● **DOCUMENT SECTION**
It was a day of snakes and ladders, winners and losers, calculated gambles and multiple crossing of fingers. Day 4 at the Maxi Yacht Rolex Cup 2007 was the trickiest yet as the wind lurched from one point on the compass to another leaving tacticians and strategists with plenty of decisions to make. Even the local knowledge gurus found it hard to keep a grip on proceedings.

Once again, all four divisions undertook the same course - after a 2-hour delay while the Race Committee allowed some breeze to build and settle. Build is relative, as the four divisions set off into a 5-knot easterly to a windward mark. Thereafter the 25 nautical-mile course took the yachts to Monaci rocks, down the southern shore of Caprera to a mark at Secca tre Monti before taking them back to the original windward mark, down into Golfo Pevero and the finish off Porto Cervo.

By the end of the day some intriguing contests were set up for the final day tomorrow - where a fifth completed race will bring a discard into play. In Racing, Morning Glory (GER) and Loki (AUS) are locked on 9 points, with the German boat in pole on countback having logged two wins to the Australian boats single bullet. In the Wally Division, a point separates J One (GBR) and Indio (ITA) after they finished second and first respectively. Cruising Division sees Ranger leading by two points from Velsheda whilst, in the Mini Maxi Division, Atalanta II (ITA) appears to have an unassailable lead of 8 points over OPS 5 after her disappointing 6th place today.

As for the race itself, the initial windward leg was not straightforward. The right side of the course seemed to pay as Alfa Romeo (NZL) came back from the left hand side to pass behind Morning Glory (GER) - possibly the only time Hasso Plattner's 86-foot canting-keeler has been ahead of Neville Crichton's 100-foot canting-keeler. Alfa had edged into a sub-boatlength lead by the windward mark, where the only real difference between the yachts was the technique for hoisting the reaching spinnakers. Alfa - click, whirr, made! Morning Glory - spin, spin, spin, spin, made! Hydraulic power versus manpower. Neither seemed to have the edge - a credit to the burly grinders on the maxZ86 - as the kites popped in unison. Rambler and Titan XII followed - both demonstrating admirably that brute force is still an effective means of raising sails. Having started racing at 13.45, Alfa rounded the mark at 14.10 - it would take her another two and a half hours to complete the course as the wind began to play tricks.

In the Wally Division, Claus Peter Offen's Y3K (GER) led up the first leg and established a big lead over Magic Carpet Squared after choosing the favoured right side of the course. Three Wally 80s - Highland Fling, Aori and Indio - along with Jean Charles Decaux's J One all rounded together. The first Mini Maxi was Carlo Puri Negri's Atalanta II, with Out of Reach, Edimetra and All Smoke in hot pursuit. Ghost led the Cruising Division around with Velsheda showing a clean pair of highly polished heels to Ranger.

It was shortly after this that the fun began. As the yachts closed in on the lighthouse at Monaci, where they would make a left turn south towards the channel, the wind swung from the east to the north northwest causing a flurry of dropped spinnakers and hoisted jibs as one by one the yachts entered the new breeze. Once at Monaci, the best sailing of the day began. Unsurprisingly, Alfa Romeo led the fleet past the rocky outcrop and proceeded to reach down the shoreline of Caprera, with Morning Glory and Rambler about 10-minutes behind. Alfa arrived at Secca tre Monti at 15.10 moving like a freight train in 14-knots of northwesterly. Sliding round the hidden reef undertaking a controlled, but high speed gybe she headed off towards the gap between Isola delle Bisce and Capo Ferro - known to the crews as Bomb Alley. Crichton and crew, with three time Olympic medallist Ben Ainslie on board to help with the helming, seemed blissfully unaware of the bomb that was about to drop.

● **RECORDS SHOWN**
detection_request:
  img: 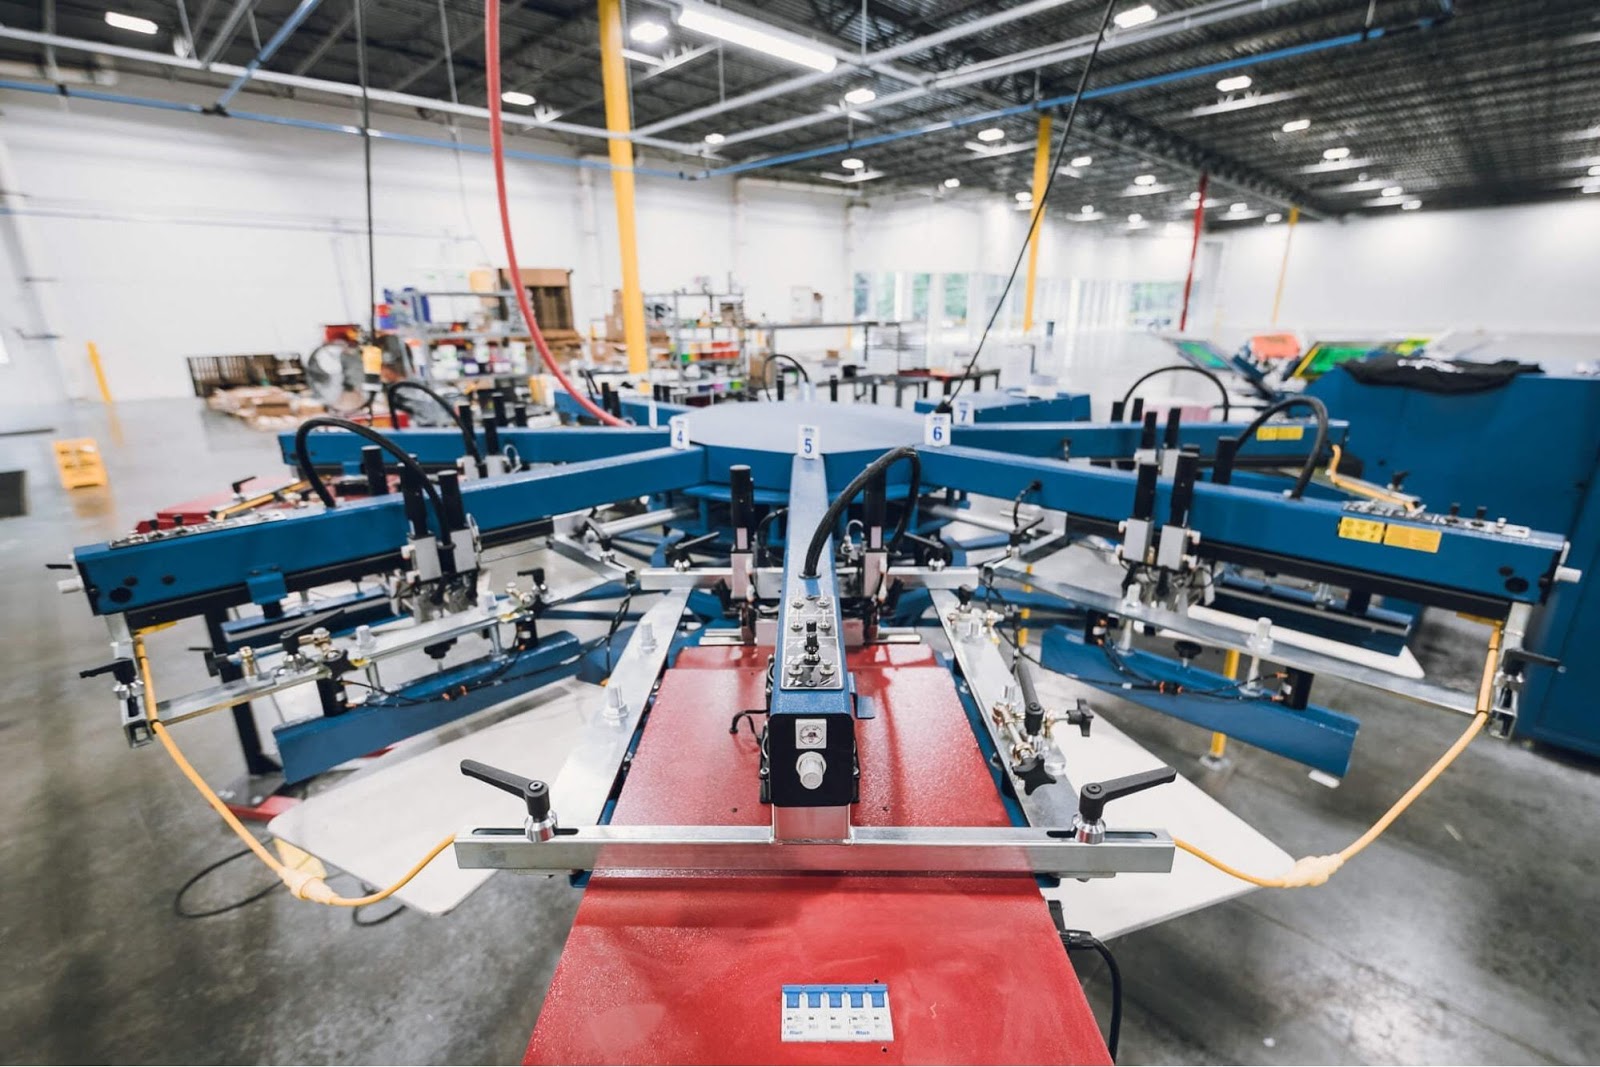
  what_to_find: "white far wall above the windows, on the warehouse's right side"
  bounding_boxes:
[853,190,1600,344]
==
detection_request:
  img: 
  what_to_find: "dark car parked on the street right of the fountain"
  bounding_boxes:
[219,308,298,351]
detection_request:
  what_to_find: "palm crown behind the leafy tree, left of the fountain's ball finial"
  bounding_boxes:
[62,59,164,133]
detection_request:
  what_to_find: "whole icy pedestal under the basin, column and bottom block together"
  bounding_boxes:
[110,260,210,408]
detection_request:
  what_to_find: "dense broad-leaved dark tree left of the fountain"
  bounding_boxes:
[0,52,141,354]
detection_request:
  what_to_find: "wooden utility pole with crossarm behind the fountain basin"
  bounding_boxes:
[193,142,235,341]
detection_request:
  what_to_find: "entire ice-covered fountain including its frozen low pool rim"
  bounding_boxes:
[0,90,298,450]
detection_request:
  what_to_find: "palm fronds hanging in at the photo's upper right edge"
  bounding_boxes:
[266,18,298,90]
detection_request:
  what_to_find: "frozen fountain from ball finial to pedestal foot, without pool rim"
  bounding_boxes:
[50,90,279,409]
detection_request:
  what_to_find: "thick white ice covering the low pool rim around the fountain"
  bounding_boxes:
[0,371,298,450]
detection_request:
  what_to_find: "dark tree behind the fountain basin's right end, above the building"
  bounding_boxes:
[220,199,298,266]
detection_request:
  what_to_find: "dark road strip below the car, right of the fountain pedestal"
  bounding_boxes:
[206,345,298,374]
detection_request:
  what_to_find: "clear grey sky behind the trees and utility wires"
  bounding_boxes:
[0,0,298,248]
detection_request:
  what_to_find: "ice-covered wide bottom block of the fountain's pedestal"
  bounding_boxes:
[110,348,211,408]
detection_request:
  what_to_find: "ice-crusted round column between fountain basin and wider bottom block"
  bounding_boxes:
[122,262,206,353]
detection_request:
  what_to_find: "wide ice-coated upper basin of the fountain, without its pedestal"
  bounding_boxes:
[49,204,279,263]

● **REQUIRED WORK**
- A) Answer these from the race report:
(i) How long was the delay before the four divisions started racing?
(ii) At what time did Alfa Romeo round the first windward mark?
(iii) Which yacht led the Cruising Division around that mark?
- B) Reproduce everything in the race report from "In the Wally Division, Claus" down to "heels to Ranger.".
The records are separate material from the race report.

● **SOLUTIONS BY TASK**
- A)
(i) 2 hours
(ii) 14.10
(iii) Ghost

- B)
In the Wally Division, Claus Peter Offen's Y3K (GER) led up the first leg and established a big lead over Magic Carpet Squared after choosing the favoured right side of the course. Three Wally 80s - Highland Fling, Aori and Indio - along with Jean Charles Decaux's J One all rounded together. The first Mini Maxi was Carlo Puri Negri's Atalanta II, with Out of Reach, Edimetra and All Smoke in hot pursuit. Ghost led the Cruising Division around with Velsheda showing a clean pair of highly polished heels to Ranger.